ABOUT THIS TASK:
An exact transcription of all the data is required; the pictures are to be left out.

PROVIDED ENTRIES:
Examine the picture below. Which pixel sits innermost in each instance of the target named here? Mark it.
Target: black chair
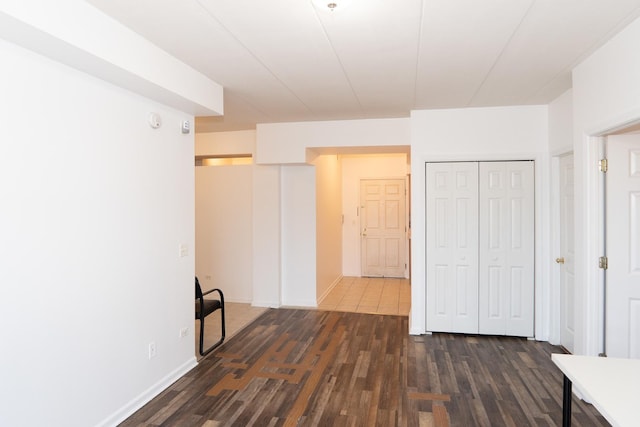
(205, 307)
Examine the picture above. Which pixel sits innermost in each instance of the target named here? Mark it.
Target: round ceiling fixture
(329, 5)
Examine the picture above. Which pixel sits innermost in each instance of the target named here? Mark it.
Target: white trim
(329, 289)
(147, 395)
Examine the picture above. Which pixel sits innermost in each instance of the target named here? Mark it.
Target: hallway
(373, 295)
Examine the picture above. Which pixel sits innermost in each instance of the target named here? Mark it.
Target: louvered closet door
(506, 269)
(452, 247)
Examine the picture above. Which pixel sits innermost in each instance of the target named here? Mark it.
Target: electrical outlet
(152, 350)
(183, 250)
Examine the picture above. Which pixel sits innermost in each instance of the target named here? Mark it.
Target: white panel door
(452, 247)
(506, 265)
(566, 260)
(623, 246)
(383, 227)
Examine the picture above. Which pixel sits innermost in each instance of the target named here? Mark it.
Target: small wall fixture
(154, 120)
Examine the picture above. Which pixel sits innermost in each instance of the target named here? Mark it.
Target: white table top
(611, 385)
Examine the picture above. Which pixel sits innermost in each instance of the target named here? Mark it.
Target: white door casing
(506, 267)
(452, 247)
(383, 227)
(566, 259)
(623, 246)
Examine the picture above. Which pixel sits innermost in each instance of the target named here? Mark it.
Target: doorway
(383, 227)
(565, 253)
(622, 240)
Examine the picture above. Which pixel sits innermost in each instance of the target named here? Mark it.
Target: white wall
(328, 223)
(355, 168)
(226, 143)
(298, 236)
(281, 143)
(267, 236)
(561, 124)
(75, 33)
(501, 133)
(606, 96)
(95, 205)
(560, 143)
(224, 253)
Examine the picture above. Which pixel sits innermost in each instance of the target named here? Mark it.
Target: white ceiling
(285, 60)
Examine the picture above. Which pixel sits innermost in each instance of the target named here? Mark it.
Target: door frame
(407, 220)
(555, 314)
(592, 321)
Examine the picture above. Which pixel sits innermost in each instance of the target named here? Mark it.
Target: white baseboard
(333, 285)
(146, 396)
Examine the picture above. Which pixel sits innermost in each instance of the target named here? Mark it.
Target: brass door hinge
(604, 165)
(603, 262)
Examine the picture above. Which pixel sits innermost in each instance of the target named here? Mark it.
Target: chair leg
(219, 342)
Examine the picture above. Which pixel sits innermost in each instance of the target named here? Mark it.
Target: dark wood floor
(320, 368)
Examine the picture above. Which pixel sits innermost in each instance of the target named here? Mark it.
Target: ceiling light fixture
(330, 5)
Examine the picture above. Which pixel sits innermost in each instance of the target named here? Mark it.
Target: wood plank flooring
(320, 368)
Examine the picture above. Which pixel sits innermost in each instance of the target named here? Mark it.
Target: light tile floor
(370, 295)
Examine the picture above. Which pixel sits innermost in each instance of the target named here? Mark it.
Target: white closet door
(506, 270)
(452, 247)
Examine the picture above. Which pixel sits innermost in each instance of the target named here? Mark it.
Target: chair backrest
(198, 289)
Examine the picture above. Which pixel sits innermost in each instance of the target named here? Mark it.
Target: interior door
(383, 227)
(566, 258)
(452, 247)
(623, 246)
(506, 269)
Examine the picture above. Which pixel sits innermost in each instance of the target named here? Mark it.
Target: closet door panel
(506, 259)
(452, 247)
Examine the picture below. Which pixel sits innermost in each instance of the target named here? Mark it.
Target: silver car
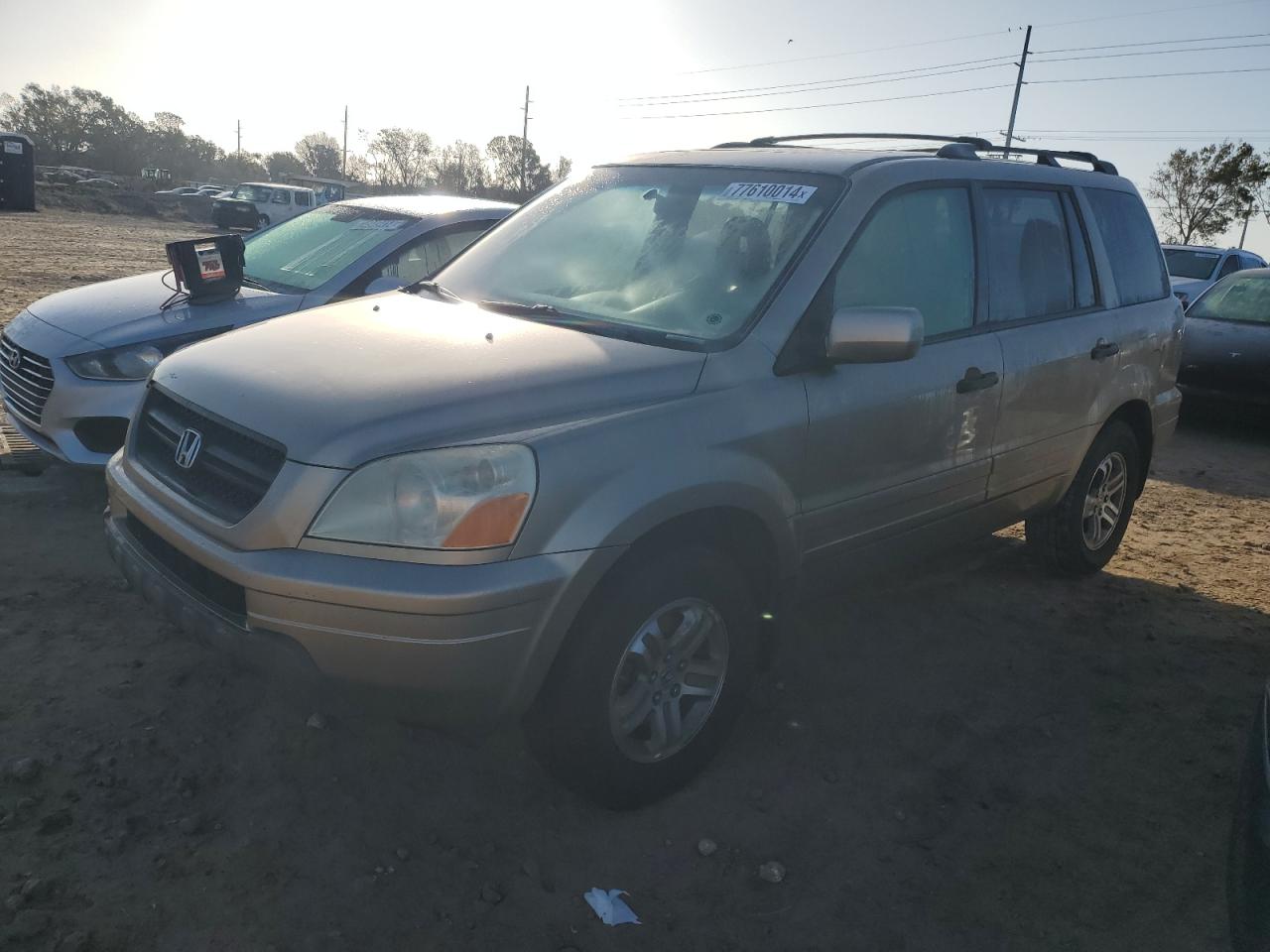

TASK ANSWER:
Examine the picture below. Which pixel sits innermost in each instance of the target named here? Mark it.
Target: black chair
(205, 307)
Examine the picture above. Which pixel sits innermost in each instance of the target named here? Mark it.
Target: round ceiling fixture
(329, 5)
Examine the picture above. Which pixel sits innermost in each instance of the target named here? Mark it.
Target: white trim
(329, 289)
(147, 395)
Examine the picture above. Which pixel sits innermost in each instance of the target named here? Mark it.
Target: hallway
(373, 295)
Examine the picture above. Which pixel sits innermost in each instance of the target named here? Mark it.
Target: louvered closet door
(506, 269)
(452, 247)
Examine the picture above. Which pixel sits innermost in each instance of the target named here? Mark it.
Target: electrical outlet
(152, 350)
(183, 250)
Examine the picture above. Which pixel sits innermost in each instance of the target named here? Mark it.
Target: white panel door
(452, 247)
(506, 265)
(566, 260)
(623, 246)
(383, 227)
Examine the picture above. Which pixel sits innermost in each instance of the target named here? Mark it.
Target: small wall fixture
(154, 120)
Examine the picture above. Which pixel sits innermost in each instance of the target named here? Mark it.
Target: white table top
(611, 385)
Examine the picture above. Which pixel sits innermost in each instance of the target named here? Mark it.
Target: white door casing
(506, 267)
(452, 247)
(383, 227)
(566, 259)
(623, 246)
Examine the picture above. Which pixel sits innermost in each instance of the target named here? Mark it.
Target: doorway
(383, 227)
(565, 253)
(622, 240)
Examine the picture above. Which pixel sits innermost in each instance of the target named here? Mark it.
Target: white wall
(328, 223)
(355, 168)
(226, 143)
(298, 236)
(281, 143)
(267, 236)
(561, 124)
(75, 33)
(501, 133)
(606, 96)
(95, 205)
(560, 143)
(224, 253)
Examine the picture above. Which pixel sits innermost in each instance of the target named here? Mark it.
Target: white ceiling
(285, 60)
Examine the picture above. Which pixel sits innermost in each instance of the target named here? Mark it.
Target: door frame
(407, 220)
(555, 314)
(592, 321)
Examine the picture above. Which pixel sits innermost in each instance of the target named here? Mark it.
Target: white baseboard
(333, 285)
(146, 396)
Examine the picture above. Which pixel sits innermost in each instance of the target named here? Mark it.
Target: brass door hinge
(604, 165)
(603, 262)
Examine the picture above. Which pixel sits innermost in each instance of the target named here? Mark it.
Target: chair leg
(219, 342)
Examine the picture above. Which pixel sits innermost in each instance of the target named here? Mark it.
Target: dark wood floor
(320, 368)
Examine the picture above. Which pixel sits innermost in each instance of the target named here? Mark it.
Target: ceiling light fixture
(330, 5)
Examine the picture above. Which pixel sits innermost in each instance of the target named here? Mark it.
Target: wood plank flooring
(320, 368)
Examine the picture above. Which pixel sits innermost in each instance of the target named here? Mark it.
Target: light tile floor
(370, 295)
Examine the picture above. Which pixel sits innermost in each instance of the target named here? Mark it.
Target: white closet door
(506, 270)
(452, 247)
Examine the picture above. Which pixel sits innermost in each instance of the target named here? Mark it.
Target: chair backrest
(198, 289)
Examine the picture above. Which pixel sits innermost in each instance of the target named here? Mark it.
Target: interior door
(383, 227)
(566, 258)
(452, 247)
(623, 246)
(506, 269)
Examine the picture above. Which pixel sits innermost in each instance of the target named here? Mark it.
Target: closet door panel
(506, 259)
(452, 247)
Examine the picture below. Which pixel sits innermost in each instance of the target named here? Mark it.
Target: silver car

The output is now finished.